*WORK INSTRUCTIONS:* Transcribe everything in the Data Basin text below from "Datasets are spatially" down to "be incorporated soon.", keeping every word and punctuation mark unchanged.
Top of TEXT SECTION
The US Conservation Biology Institute has launched a new website called Data Basin, which uses Esri’s GIS technology to help conservationists share data.
Data Basin is an online system that connects users with spatial datasets, tools, and a network of scientists and practitioners.
James Strittholt, executive director of the Conservation Biology Institute, said that mapping plays an integral part in successfully addressing many of today's conservation challenges.
“Whether it is planning for wildlife connections across a human-dominated landscape, designing strategies to minimise or offset new human infrastructure like roads and pipelines, or developing forest management plans that significantly lower the impact on native species and protect water resources, mapping is fundamental to finding solutions to these issues,” he said.
Data Basin is based on six major building blocks—datasets, maps, galleries, people, groups, and tools.
Users can explore and download a library of datasets, connect to external data sources, upload and publish their own datasets, connect to experts, create working groups, and produce customised maps that can be easily shared.
Datasets are spatially explicit files, currently shapefiles and ArcGrid files, with other formats such as image files and geodatabases to be incorporated soon.
More than 1,000 datasets are currently in the Data Basin warehouse and can be used to build maps that can then be kept private, shared with groups, or made public.
Users can critique maps with provided drawing and commenting tools.
Bottom of TEXT SECTION
Top of MATERIAL PROVIDED
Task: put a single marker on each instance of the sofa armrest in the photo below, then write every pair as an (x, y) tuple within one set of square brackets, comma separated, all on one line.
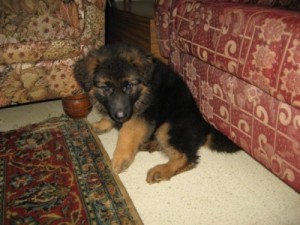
[(258, 44)]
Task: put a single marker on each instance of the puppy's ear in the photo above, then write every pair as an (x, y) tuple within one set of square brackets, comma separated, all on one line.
[(84, 70), (145, 67)]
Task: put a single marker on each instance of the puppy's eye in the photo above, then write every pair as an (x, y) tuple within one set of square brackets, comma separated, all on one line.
[(105, 88), (128, 85)]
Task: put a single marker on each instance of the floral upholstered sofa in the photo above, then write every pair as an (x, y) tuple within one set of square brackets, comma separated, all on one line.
[(40, 40), (241, 60)]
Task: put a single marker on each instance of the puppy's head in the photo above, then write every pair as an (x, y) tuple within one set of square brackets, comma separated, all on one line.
[(118, 76)]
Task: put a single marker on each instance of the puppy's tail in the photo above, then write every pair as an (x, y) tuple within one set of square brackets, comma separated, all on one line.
[(220, 143)]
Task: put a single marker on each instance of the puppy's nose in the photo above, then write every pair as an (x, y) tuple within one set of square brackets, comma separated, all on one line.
[(120, 115)]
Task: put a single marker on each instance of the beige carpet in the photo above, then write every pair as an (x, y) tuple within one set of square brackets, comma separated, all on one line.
[(222, 189)]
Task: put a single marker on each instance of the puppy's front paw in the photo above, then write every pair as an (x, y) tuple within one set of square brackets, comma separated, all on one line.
[(121, 162), (159, 173)]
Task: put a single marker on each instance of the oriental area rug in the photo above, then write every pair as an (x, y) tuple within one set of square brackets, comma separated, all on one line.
[(57, 172)]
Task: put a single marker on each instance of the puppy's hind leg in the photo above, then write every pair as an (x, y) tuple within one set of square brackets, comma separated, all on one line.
[(178, 161), (132, 135), (104, 125)]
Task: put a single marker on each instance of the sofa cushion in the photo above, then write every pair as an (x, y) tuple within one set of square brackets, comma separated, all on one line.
[(260, 45)]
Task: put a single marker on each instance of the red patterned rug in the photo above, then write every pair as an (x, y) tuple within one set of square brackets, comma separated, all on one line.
[(57, 172)]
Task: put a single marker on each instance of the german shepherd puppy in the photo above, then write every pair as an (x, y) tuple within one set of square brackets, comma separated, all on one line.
[(150, 105)]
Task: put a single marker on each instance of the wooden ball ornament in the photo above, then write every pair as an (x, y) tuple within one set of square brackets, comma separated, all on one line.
[(77, 106)]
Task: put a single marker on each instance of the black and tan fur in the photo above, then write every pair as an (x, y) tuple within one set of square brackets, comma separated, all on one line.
[(150, 105)]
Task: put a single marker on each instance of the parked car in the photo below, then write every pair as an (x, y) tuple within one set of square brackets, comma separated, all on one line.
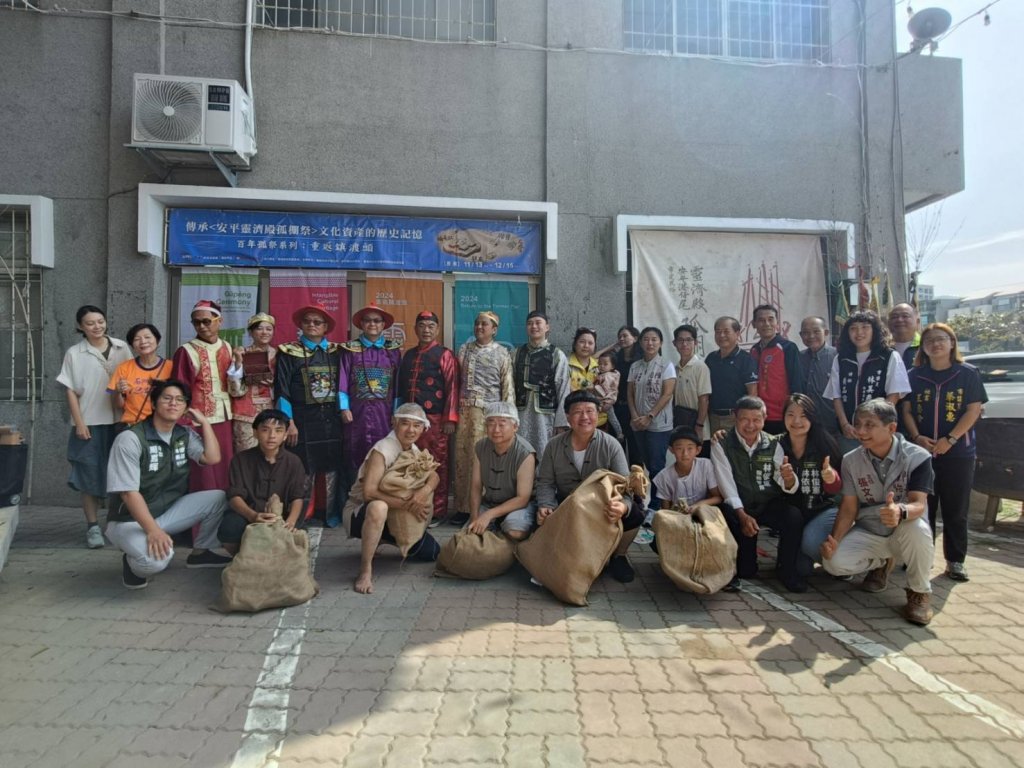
[(1003, 374), (999, 471)]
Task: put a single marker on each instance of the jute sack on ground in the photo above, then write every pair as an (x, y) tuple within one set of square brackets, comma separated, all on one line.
[(409, 473), (695, 549), (577, 541), (468, 555), (271, 570)]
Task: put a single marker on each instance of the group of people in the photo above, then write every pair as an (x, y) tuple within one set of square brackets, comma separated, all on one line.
[(836, 450)]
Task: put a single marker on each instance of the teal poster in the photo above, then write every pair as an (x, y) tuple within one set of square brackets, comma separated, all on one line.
[(510, 301)]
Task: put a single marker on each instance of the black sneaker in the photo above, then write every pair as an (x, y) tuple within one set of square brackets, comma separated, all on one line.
[(128, 578), (459, 519), (207, 559), (621, 569)]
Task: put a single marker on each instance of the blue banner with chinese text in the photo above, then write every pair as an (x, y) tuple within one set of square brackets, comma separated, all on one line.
[(264, 239)]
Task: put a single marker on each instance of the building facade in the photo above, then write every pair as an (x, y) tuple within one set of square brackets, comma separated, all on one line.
[(584, 118)]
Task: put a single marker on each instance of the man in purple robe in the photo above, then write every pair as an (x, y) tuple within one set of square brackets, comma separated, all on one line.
[(367, 386)]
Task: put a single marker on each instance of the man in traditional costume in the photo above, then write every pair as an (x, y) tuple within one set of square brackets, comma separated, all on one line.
[(305, 377), (541, 373), (368, 386), (428, 376), (485, 372), (252, 390), (203, 365)]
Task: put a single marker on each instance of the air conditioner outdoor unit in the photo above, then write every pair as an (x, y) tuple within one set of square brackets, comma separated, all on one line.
[(193, 115)]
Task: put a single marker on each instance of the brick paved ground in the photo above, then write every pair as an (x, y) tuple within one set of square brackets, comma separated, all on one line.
[(436, 673)]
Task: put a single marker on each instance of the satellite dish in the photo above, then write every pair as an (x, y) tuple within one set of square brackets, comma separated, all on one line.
[(927, 25)]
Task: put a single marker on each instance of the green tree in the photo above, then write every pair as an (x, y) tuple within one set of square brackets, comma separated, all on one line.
[(993, 332)]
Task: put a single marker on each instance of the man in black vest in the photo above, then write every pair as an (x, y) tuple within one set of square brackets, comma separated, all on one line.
[(428, 376), (541, 374), (755, 477), (147, 481)]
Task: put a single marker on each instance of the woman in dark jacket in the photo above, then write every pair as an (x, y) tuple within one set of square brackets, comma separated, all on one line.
[(815, 458), (946, 395), (628, 351)]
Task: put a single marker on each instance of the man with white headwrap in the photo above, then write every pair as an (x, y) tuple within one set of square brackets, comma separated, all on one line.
[(504, 467)]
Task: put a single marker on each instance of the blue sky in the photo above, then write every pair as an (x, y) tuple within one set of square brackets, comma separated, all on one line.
[(981, 229)]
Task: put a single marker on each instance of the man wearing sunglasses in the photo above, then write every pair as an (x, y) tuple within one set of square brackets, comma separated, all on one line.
[(203, 365), (369, 386), (306, 385)]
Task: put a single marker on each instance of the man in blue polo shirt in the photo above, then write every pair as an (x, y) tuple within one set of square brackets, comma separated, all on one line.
[(733, 374)]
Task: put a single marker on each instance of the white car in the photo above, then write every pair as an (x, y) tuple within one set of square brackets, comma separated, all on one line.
[(1003, 374)]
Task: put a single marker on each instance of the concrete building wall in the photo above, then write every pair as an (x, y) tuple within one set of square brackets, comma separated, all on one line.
[(555, 112)]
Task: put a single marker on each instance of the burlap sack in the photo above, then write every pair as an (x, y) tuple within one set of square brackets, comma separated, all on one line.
[(409, 473), (570, 549), (695, 549), (271, 570), (468, 555)]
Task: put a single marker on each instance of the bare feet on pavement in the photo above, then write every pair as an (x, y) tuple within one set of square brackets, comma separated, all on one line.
[(365, 584)]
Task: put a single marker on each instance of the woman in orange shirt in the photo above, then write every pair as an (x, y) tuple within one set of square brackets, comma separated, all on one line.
[(131, 380)]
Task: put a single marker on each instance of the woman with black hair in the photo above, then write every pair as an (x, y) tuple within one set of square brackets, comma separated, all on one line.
[(131, 380), (651, 388), (945, 402), (815, 458), (87, 369), (627, 353), (583, 367), (865, 368)]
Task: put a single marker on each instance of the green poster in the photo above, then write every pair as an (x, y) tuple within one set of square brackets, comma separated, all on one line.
[(509, 300)]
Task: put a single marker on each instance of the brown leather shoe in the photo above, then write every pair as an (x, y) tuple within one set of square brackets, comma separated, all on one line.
[(918, 608), (878, 579)]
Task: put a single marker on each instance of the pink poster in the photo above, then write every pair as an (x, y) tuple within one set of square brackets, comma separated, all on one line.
[(291, 289)]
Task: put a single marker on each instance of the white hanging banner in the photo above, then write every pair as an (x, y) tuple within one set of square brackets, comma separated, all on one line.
[(696, 276)]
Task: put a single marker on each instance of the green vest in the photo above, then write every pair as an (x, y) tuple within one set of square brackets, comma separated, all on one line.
[(754, 474), (163, 471)]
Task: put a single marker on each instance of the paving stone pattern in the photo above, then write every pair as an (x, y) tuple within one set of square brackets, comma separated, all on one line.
[(432, 672)]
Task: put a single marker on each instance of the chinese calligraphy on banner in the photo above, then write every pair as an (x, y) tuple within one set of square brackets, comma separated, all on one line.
[(235, 290), (291, 289), (404, 298), (321, 241), (509, 300), (697, 276)]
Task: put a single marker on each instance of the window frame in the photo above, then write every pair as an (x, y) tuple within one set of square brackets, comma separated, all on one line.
[(387, 18), (27, 224), (727, 43)]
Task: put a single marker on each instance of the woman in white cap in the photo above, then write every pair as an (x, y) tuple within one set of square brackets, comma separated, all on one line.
[(251, 380)]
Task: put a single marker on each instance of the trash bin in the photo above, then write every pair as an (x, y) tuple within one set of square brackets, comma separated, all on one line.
[(13, 460)]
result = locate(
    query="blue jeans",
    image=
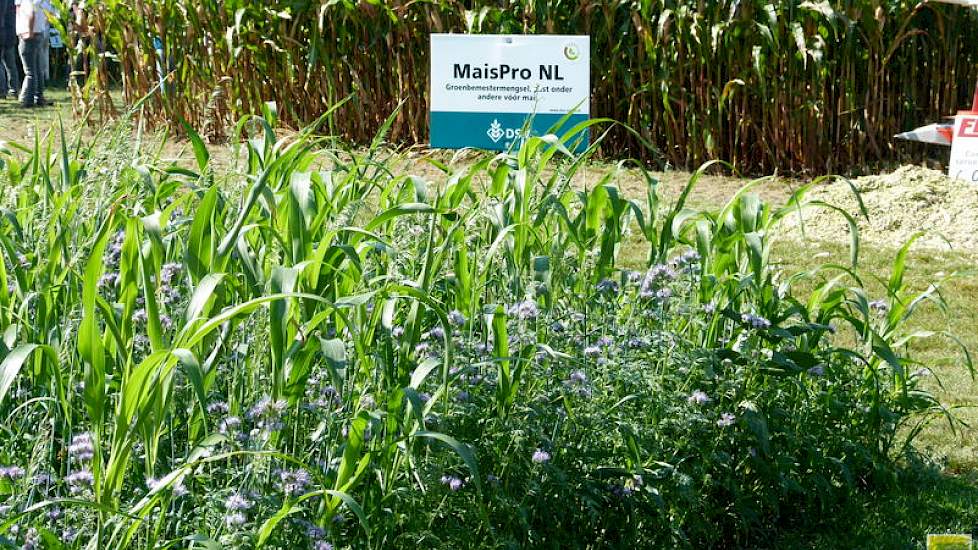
Bottom of MATERIAL PROVIDED
*TASK RESPONSE:*
Datasets are spatially explicit files, currently shapefiles and ArcGrid files, with other formats such as image files and geodatabases to be incorporated soon.